=== EXERCISE MATERIAL ===

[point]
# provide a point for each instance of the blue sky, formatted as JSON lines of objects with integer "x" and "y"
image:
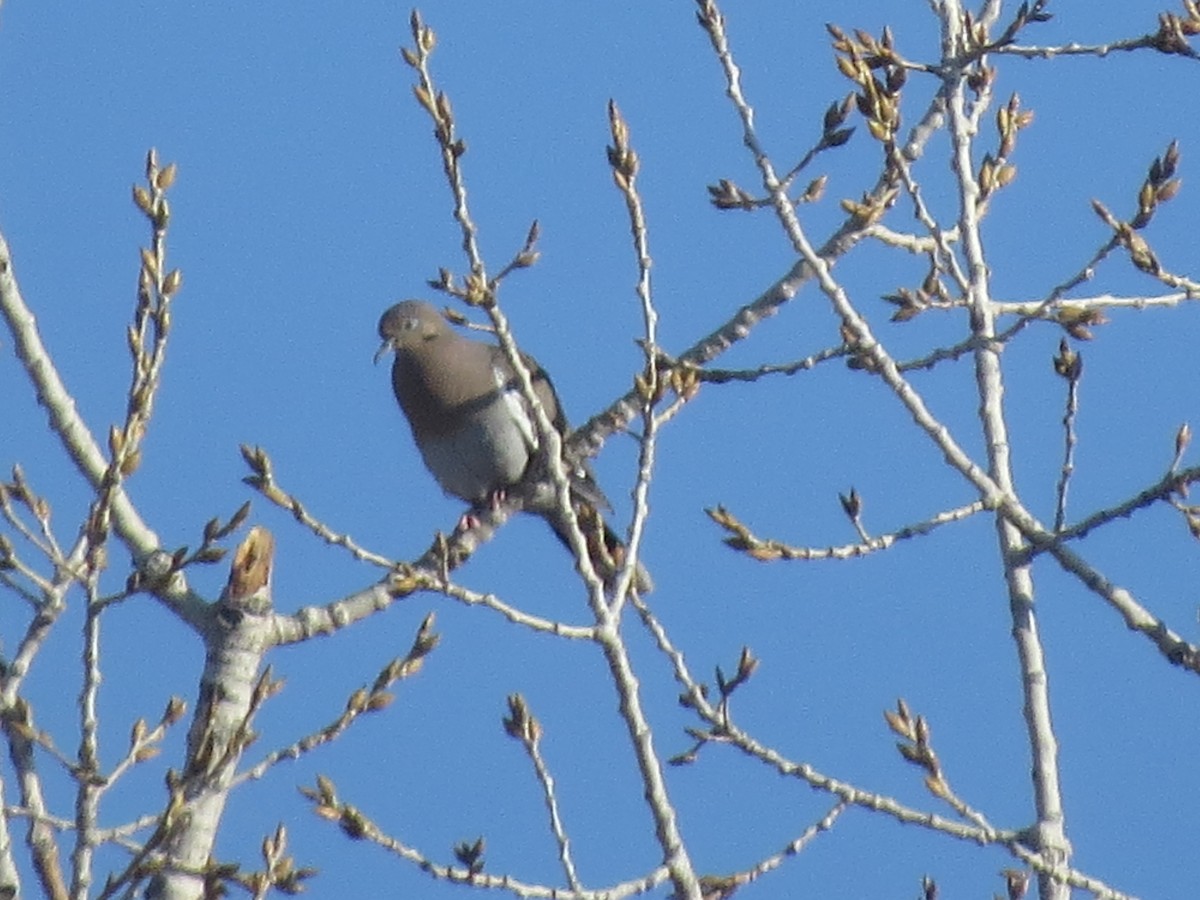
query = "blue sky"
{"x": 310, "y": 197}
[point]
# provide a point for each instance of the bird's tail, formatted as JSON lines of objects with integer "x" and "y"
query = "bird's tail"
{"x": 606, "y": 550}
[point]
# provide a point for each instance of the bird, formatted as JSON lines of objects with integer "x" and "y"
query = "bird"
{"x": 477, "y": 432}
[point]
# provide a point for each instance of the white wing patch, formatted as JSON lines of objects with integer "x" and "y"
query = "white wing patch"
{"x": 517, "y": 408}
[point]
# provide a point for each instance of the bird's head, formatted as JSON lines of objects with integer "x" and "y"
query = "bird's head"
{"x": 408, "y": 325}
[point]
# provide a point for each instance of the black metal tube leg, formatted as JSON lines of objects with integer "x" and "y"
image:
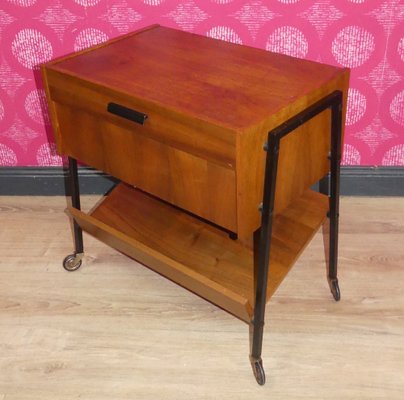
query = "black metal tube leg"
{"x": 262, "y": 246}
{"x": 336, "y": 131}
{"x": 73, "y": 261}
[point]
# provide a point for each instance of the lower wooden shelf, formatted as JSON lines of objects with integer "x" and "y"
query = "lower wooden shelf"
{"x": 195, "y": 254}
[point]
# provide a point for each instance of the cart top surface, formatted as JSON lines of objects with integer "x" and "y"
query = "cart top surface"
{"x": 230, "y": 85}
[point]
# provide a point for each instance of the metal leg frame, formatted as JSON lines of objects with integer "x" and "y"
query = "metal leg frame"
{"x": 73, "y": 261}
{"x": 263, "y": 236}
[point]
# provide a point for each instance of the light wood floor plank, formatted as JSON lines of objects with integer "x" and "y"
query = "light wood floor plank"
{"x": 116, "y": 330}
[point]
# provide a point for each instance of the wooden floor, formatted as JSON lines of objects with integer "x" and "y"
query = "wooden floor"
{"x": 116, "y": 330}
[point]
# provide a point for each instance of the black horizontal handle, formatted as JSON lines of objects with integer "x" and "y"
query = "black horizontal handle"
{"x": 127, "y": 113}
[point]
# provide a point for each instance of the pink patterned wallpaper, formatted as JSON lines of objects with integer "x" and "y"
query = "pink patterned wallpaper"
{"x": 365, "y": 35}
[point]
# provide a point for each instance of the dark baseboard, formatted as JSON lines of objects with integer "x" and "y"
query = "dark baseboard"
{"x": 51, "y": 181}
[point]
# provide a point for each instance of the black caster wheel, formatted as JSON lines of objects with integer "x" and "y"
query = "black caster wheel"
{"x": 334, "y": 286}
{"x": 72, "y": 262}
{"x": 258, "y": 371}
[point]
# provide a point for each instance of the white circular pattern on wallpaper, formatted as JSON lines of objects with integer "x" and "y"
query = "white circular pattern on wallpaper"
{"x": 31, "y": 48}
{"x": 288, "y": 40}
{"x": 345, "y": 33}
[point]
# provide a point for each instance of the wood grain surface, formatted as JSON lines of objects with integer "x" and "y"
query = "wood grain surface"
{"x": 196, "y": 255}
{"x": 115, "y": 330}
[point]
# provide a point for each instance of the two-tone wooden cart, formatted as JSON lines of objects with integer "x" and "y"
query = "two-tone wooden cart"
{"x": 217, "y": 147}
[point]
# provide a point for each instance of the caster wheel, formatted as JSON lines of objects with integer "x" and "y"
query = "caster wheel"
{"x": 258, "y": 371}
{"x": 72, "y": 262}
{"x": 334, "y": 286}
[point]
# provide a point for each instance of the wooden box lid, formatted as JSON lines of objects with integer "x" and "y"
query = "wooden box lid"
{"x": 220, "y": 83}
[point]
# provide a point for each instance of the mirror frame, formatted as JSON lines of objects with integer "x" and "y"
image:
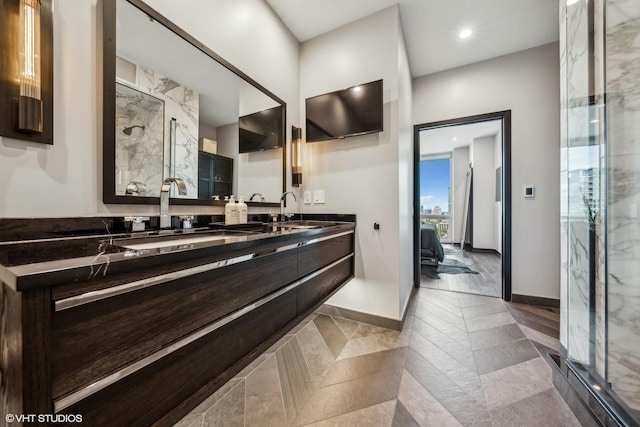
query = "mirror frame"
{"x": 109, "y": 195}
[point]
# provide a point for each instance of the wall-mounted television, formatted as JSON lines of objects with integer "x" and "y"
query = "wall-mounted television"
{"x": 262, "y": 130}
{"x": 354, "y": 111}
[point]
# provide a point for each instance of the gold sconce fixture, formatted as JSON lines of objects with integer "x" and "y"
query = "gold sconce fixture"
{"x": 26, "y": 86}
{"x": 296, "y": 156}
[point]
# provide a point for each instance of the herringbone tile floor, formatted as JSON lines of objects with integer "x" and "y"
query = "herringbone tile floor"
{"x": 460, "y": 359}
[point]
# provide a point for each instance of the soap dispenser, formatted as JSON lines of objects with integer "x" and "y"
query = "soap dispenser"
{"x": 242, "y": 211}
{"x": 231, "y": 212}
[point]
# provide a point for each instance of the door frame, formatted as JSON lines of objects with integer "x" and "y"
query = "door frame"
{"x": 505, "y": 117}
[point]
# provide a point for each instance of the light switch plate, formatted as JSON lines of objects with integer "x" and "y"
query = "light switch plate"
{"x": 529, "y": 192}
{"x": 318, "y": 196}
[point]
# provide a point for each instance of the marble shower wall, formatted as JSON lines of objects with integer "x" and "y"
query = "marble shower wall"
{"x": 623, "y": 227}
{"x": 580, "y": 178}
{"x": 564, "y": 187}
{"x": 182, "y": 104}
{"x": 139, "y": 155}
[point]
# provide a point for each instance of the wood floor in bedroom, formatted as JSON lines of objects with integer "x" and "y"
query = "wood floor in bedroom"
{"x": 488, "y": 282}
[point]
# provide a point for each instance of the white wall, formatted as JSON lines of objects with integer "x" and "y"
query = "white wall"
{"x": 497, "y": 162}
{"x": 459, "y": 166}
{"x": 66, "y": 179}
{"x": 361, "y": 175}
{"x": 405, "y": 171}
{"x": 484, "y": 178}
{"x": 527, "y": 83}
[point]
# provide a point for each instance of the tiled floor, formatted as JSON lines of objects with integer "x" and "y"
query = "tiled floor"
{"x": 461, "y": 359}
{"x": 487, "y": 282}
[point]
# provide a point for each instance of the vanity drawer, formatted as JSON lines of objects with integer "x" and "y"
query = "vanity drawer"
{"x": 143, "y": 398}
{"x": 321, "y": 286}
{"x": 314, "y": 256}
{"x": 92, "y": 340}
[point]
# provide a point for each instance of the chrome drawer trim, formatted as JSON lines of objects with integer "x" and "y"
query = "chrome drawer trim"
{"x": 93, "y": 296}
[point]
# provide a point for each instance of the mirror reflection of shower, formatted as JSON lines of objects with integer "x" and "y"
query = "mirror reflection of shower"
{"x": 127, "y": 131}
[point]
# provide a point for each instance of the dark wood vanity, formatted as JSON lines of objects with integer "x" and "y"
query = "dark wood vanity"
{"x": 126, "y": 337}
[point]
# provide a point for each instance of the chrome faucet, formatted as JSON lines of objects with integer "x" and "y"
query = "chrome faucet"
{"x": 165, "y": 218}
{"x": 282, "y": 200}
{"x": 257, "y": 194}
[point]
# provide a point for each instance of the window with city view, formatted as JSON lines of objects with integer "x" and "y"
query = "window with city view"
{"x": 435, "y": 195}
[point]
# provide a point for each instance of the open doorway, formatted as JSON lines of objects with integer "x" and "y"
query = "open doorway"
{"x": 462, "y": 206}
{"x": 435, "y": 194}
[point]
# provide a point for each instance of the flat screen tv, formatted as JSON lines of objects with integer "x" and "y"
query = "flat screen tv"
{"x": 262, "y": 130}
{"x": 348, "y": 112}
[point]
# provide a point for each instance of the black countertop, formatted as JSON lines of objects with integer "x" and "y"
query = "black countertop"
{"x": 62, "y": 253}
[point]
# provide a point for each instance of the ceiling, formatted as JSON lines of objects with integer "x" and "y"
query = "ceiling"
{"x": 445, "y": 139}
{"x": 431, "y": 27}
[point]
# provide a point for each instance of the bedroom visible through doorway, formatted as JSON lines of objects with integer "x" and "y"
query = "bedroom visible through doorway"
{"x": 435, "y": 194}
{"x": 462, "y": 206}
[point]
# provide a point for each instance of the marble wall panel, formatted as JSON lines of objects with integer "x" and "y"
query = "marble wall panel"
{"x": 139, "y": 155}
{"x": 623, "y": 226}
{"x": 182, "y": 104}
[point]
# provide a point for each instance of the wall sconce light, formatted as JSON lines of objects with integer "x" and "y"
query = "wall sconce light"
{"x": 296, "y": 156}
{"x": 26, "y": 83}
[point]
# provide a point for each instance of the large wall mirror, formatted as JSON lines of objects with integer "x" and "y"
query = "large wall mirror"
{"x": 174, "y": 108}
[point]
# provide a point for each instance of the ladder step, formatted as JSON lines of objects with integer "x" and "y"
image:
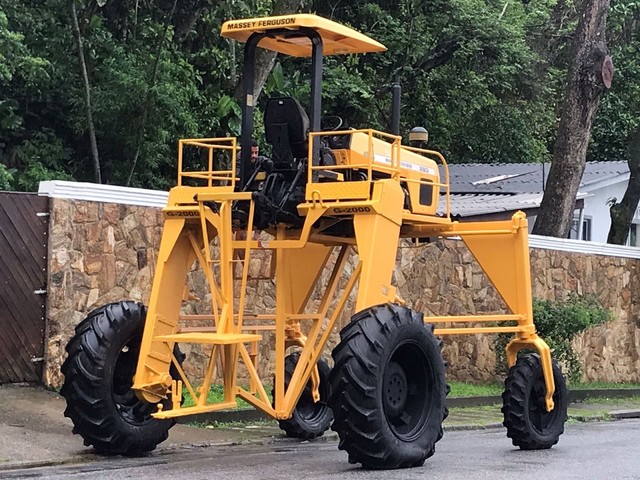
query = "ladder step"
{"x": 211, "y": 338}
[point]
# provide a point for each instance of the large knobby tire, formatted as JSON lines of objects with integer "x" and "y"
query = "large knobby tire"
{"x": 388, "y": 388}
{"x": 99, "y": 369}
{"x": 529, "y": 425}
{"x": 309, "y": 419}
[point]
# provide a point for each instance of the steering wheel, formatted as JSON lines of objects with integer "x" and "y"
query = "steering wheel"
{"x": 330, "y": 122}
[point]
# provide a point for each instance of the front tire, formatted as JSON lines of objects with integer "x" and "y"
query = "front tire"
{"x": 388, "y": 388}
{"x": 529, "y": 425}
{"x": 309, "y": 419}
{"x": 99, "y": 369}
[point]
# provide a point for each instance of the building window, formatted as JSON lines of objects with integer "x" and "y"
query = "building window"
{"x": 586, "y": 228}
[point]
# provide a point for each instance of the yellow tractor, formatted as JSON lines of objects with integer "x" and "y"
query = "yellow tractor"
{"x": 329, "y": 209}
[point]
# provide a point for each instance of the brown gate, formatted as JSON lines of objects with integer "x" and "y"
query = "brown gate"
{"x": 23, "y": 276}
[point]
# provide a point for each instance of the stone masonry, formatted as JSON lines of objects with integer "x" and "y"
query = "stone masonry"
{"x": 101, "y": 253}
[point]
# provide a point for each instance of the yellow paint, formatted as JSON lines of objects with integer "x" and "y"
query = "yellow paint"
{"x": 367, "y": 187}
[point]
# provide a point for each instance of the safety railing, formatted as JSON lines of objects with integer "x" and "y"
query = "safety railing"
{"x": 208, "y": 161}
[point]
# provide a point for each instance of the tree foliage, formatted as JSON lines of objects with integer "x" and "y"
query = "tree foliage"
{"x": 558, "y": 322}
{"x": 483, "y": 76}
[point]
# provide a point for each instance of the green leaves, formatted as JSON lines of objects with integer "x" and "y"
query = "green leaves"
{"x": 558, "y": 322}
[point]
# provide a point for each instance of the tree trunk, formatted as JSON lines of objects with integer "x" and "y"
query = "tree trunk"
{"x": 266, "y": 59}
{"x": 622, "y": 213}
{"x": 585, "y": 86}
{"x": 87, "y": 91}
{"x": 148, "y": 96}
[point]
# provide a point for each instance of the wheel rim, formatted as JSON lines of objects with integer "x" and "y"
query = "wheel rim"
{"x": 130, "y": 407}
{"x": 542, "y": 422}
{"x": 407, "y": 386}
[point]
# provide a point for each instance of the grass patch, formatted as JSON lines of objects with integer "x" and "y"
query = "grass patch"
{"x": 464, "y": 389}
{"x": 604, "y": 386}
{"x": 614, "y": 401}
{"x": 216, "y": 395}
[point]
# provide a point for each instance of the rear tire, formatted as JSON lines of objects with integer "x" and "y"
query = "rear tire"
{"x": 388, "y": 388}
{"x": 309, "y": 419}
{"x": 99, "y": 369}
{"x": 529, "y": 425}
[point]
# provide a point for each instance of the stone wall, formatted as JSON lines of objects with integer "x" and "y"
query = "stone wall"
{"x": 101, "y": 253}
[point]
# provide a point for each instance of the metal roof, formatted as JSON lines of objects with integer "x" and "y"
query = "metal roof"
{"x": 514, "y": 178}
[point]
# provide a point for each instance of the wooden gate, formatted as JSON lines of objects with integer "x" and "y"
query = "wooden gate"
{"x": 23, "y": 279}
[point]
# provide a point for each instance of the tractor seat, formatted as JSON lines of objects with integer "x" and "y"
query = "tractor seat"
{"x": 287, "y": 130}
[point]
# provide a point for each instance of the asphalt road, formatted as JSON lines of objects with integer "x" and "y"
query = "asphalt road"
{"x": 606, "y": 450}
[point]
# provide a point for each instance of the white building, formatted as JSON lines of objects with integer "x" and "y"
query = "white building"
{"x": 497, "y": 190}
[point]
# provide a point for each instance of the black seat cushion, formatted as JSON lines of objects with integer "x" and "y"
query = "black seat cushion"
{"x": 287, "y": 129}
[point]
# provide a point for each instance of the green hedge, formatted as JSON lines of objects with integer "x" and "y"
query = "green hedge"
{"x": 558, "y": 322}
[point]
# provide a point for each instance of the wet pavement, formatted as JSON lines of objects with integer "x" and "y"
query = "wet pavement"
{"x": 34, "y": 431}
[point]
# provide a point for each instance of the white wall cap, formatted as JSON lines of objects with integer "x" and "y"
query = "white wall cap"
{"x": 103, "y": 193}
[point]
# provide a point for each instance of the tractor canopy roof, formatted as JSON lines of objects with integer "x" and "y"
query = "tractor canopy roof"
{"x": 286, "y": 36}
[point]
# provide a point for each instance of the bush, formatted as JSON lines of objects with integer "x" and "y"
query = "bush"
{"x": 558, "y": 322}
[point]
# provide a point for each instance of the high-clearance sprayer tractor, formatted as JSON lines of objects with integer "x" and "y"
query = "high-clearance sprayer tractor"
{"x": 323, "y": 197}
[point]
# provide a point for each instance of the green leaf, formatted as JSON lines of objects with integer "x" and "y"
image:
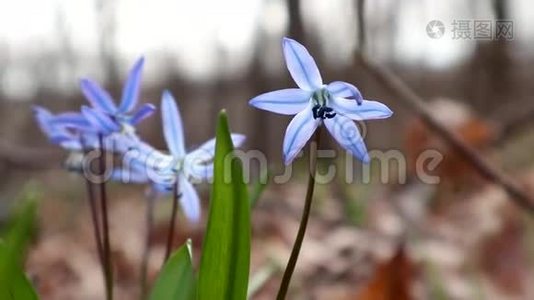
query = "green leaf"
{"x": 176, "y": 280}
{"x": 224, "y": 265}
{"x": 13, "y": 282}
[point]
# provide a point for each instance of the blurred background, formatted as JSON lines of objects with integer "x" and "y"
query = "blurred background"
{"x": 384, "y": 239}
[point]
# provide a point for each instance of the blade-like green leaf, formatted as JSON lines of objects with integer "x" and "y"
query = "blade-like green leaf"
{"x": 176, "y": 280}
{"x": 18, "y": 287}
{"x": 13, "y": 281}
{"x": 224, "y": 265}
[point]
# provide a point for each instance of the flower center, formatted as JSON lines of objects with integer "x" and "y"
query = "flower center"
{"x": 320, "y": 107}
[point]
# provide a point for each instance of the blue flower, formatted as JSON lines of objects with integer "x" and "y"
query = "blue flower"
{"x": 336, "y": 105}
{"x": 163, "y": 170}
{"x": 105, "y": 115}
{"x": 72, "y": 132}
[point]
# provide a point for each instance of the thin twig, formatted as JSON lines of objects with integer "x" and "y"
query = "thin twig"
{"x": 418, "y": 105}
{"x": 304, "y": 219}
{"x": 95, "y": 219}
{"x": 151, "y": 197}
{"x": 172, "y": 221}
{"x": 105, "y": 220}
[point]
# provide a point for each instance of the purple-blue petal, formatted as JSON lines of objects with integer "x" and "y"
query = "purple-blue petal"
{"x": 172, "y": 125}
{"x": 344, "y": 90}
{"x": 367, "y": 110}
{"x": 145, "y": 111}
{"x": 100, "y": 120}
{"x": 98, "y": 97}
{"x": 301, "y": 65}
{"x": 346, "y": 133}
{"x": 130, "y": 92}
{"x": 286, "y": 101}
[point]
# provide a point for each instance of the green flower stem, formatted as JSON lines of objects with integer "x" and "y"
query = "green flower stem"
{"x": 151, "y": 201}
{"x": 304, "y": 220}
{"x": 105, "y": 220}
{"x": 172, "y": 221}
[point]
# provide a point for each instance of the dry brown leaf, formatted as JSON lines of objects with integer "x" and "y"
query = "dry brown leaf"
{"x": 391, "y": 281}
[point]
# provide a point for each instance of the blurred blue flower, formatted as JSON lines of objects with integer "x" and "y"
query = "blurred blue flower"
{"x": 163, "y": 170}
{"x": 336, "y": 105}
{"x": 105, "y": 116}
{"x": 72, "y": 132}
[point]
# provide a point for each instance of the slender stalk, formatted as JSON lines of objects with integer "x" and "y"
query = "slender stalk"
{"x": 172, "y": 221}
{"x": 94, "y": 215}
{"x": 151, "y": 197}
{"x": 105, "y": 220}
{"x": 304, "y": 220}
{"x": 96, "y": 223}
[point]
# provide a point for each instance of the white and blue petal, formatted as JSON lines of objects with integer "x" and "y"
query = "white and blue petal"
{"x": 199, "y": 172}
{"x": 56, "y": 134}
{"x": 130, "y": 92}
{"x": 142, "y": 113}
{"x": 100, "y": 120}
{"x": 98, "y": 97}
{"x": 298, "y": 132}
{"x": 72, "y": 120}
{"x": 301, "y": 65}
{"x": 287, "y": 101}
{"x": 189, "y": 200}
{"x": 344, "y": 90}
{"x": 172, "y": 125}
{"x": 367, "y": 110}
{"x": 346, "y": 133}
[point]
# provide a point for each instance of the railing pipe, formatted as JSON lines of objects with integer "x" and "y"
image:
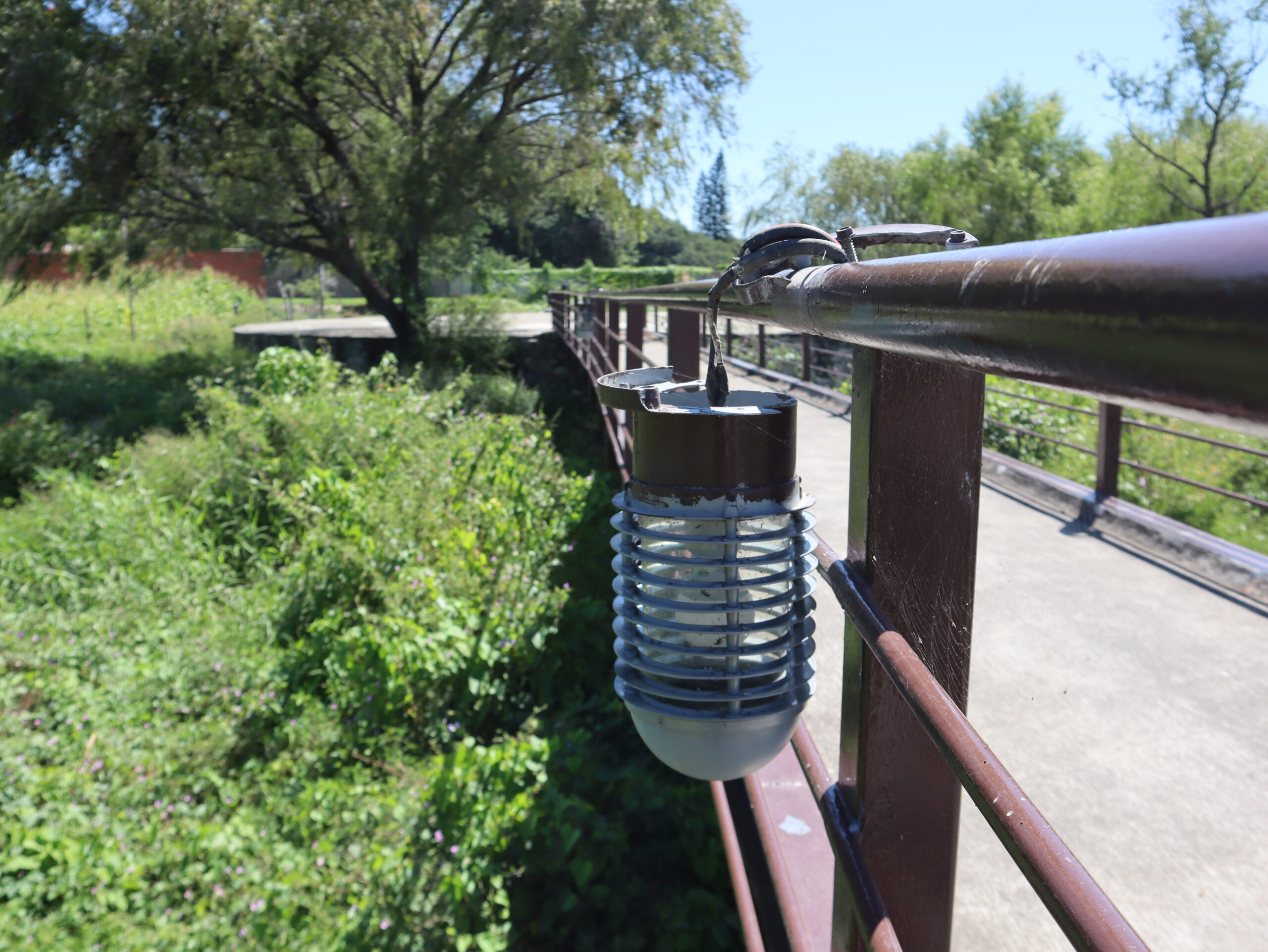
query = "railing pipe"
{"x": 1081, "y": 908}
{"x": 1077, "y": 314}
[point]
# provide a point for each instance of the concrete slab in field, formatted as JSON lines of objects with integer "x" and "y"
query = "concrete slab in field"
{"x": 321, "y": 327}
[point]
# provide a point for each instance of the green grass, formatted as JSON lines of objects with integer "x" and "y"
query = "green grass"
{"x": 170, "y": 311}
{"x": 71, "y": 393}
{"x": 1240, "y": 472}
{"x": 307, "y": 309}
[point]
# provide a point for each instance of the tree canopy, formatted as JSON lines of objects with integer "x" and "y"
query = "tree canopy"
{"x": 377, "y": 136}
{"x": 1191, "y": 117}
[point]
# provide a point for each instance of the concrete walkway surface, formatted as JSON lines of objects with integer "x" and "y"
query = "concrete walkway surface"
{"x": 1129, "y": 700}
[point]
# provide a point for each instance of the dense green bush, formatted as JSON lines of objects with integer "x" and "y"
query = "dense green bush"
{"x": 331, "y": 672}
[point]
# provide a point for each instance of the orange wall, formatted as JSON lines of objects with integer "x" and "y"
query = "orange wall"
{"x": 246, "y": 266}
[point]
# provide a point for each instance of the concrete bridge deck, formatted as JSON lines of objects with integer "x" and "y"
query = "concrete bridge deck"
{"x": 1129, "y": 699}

===

EXERCISE DETAILS
Please locate each line in the listing above that contains the word "safety" and copy those lines out in full. Treat uppercase and lowercase letters as different, so only matches with the same case count.

COMPLETED TASK
# provide a point for each instance of the safety railing, formatted as JSON lines of objects with integer "x" and "y"
query = "safety railing"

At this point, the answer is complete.